---- Exercise materials

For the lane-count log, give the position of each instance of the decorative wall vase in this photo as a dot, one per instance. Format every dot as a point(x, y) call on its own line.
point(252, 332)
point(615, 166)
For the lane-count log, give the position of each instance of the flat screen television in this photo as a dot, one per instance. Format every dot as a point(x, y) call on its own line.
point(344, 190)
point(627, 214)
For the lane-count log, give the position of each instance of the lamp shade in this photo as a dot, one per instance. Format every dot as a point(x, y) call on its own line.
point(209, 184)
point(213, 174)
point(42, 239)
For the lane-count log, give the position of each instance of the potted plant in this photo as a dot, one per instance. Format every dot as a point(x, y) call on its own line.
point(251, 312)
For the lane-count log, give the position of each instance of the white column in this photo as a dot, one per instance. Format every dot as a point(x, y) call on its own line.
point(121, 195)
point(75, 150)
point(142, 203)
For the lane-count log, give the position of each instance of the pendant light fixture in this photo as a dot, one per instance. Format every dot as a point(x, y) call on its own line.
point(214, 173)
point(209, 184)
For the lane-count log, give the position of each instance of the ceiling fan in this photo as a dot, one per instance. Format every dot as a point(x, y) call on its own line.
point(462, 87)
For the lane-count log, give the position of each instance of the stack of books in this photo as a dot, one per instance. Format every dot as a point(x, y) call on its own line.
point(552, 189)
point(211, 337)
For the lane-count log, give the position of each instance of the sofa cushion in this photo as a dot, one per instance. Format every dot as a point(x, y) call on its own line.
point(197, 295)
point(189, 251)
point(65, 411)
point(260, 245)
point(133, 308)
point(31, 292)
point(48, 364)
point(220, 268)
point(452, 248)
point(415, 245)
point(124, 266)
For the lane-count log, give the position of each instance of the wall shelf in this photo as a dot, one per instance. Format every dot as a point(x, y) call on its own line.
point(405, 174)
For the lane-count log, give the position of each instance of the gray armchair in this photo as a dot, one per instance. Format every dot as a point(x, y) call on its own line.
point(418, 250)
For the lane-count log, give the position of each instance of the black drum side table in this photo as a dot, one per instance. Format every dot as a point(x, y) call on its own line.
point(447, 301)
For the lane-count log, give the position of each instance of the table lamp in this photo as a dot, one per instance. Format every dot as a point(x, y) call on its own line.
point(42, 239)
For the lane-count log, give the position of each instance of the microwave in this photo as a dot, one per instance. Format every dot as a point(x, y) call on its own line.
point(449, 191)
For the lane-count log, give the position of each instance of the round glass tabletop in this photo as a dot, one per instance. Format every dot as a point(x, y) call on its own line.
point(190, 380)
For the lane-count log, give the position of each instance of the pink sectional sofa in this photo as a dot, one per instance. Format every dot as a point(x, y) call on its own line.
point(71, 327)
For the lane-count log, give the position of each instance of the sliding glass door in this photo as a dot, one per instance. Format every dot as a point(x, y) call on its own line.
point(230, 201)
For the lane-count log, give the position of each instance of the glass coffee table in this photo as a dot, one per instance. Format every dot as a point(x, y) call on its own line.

--------

_What to work on_
Each line of the records above should be copied exactly.

_Written answer_
For the lane-count log, give the position of each instance of the decorative wall vase in this photo as a dot, one per instance. Format every dot as a point(x, y) call on its own line.
point(252, 332)
point(615, 166)
For the lane-count log, give the position of each instance of the flat screen television in this photo as a dot, one per instance. Format every dot as a point(x, y) call on its own line.
point(344, 190)
point(627, 214)
For the lane-count log, give the position of each instance of the lamp shade in this photo as a dot, one per instance. Format every dot as a point(x, y) call on its own line.
point(209, 184)
point(213, 174)
point(42, 239)
For the lane-count log, give the position of each instance of the potted plant in this photo as a dot, one per instance. Format every dot as a point(x, y) call on its own line.
point(251, 312)
For the lane-count log, give the position of each instance of the white column in this photo as a dot, one per instance. Format every dot as a point(x, y) call on its own line.
point(121, 195)
point(75, 150)
point(142, 203)
For the lane-count log, give the position of each instance of the pendant light fixture in this photo as a dot, one per instance. Format every dot as a point(x, y) call on its own line.
point(214, 173)
point(209, 184)
For the lane-count log, give the position of each instance of the ceiling fan in this photo as a dot, one per instance. Format every dot as a point(x, y) call on its own line.
point(462, 87)
For the lane-count log, give the position of each instance of the stack of books in this photo as a dot, one per instance. Format every dot as a point(x, y) call on its own line.
point(552, 189)
point(211, 337)
For the lane-count log, give the position of each instance of the sofa cushion in this photo as a dot, one per instance. Format every dot as a point(x, y) call on its own line.
point(197, 295)
point(189, 251)
point(65, 411)
point(260, 245)
point(133, 308)
point(31, 292)
point(48, 364)
point(220, 268)
point(452, 248)
point(415, 245)
point(124, 266)
For the lane-count log, give the position of each instance of the wall shelf in this photo as a dot, one per instance. Format every dot as a point(x, y) call on its own line.
point(405, 174)
For the lane-count log, give the position of each instance of the gray armchair in this photo as a dot, one per instance. Format every dot as a point(x, y) call on its own line.
point(418, 250)
For the lane-count log, give the position of each instance of the black drum side table in this photo as a dot, one per instance. Format every dot as a point(x, y) call on its own line.
point(447, 301)
For the lane-count log, give the position of each instance of the table lamp in this photo as a dot, one per instance. Format every dot as a point(x, y) call on its own line.
point(42, 239)
For the lane-count log, give the position of each instance of the microwave in this photo as a dot, one per instance. Format every dot as a point(x, y) call on its own line.
point(449, 191)
For the lane-count log, give the position of each instance of the round glass tabletop in this photo as a dot, one per instance. Format every dot as a point(x, y) call on its own line.
point(190, 380)
For the lane-count log, give the position of each instance of the pink sectional sofa in this photo as a dot, one per instance. Format every dot as a point(x, y) call on its own line.
point(71, 327)
For the lane-count log, give the position of each instance of the sliding glass door in this photo as a dot, one per instance. Format every dot as a point(x, y) call on its own line.
point(230, 201)
For the lane-count log, give the position of each instance of the glass coffee table in this photo as a dot, one per instance. Format every dot as a point(x, y) call on its own line.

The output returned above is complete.